*Dataset content:*

┄┄┄┄┄┄┄┄┄┄┄┄┄┄┄┄┄┄┄┄

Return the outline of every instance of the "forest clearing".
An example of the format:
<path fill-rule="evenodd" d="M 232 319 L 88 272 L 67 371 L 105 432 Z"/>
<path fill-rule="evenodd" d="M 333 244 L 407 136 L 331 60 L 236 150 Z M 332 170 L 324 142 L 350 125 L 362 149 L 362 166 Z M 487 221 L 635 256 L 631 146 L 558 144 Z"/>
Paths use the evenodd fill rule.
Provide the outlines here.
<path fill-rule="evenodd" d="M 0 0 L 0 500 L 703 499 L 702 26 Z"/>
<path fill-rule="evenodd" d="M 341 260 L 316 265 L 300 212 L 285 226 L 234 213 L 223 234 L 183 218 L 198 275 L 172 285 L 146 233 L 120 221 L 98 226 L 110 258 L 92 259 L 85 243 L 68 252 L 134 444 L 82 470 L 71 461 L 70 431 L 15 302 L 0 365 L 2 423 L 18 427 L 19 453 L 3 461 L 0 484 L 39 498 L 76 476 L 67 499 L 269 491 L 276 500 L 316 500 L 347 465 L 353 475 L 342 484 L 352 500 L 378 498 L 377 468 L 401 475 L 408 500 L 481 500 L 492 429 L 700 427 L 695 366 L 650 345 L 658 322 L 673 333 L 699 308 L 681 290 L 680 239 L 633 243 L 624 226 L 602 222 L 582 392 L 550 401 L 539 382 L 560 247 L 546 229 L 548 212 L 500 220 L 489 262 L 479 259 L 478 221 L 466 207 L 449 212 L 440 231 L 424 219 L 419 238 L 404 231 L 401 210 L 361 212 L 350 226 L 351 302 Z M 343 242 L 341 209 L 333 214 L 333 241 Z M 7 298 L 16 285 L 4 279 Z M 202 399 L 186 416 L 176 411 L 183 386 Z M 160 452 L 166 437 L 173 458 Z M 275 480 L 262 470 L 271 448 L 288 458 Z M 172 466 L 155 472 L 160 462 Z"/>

┄┄┄┄┄┄┄┄┄┄┄┄┄┄┄┄┄┄┄┄

Copy every item above word for word, with nothing added or left out.

Return the outline of every instance of the "forest clearing".
An example of the format:
<path fill-rule="evenodd" d="M 232 319 L 88 272 L 67 371 L 105 432 Z"/>
<path fill-rule="evenodd" d="M 333 244 L 407 136 L 331 60 L 236 150 Z M 332 170 L 324 142 L 350 125 L 362 149 L 362 166 Z M 487 221 L 635 256 L 631 146 L 558 144 Z"/>
Paths use the evenodd fill rule.
Provide the outlines here.
<path fill-rule="evenodd" d="M 0 0 L 0 500 L 703 499 L 702 26 Z"/>
<path fill-rule="evenodd" d="M 341 260 L 316 265 L 300 212 L 285 226 L 234 213 L 223 234 L 183 218 L 198 275 L 172 285 L 146 233 L 120 221 L 98 226 L 110 258 L 92 259 L 85 243 L 68 252 L 134 444 L 82 470 L 71 461 L 70 431 L 15 302 L 0 365 L 2 423 L 18 427 L 19 453 L 3 461 L 0 484 L 39 498 L 76 476 L 67 499 L 269 491 L 276 500 L 316 500 L 347 465 L 353 475 L 342 484 L 352 500 L 378 498 L 377 468 L 401 475 L 408 500 L 481 500 L 492 429 L 700 427 L 695 366 L 650 345 L 658 322 L 673 333 L 699 308 L 681 290 L 680 239 L 633 243 L 624 226 L 602 222 L 582 392 L 550 401 L 539 382 L 560 247 L 546 229 L 548 212 L 500 220 L 489 262 L 479 259 L 478 221 L 466 207 L 449 212 L 440 231 L 424 219 L 419 238 L 404 231 L 401 210 L 361 212 L 350 226 L 351 302 Z M 343 242 L 341 209 L 333 214 L 333 241 Z M 7 298 L 16 285 L 4 279 Z M 202 399 L 186 416 L 176 411 L 183 386 Z M 160 452 L 166 437 L 173 458 Z M 275 480 L 262 470 L 271 448 L 288 458 Z M 172 466 L 155 472 L 160 462 Z"/>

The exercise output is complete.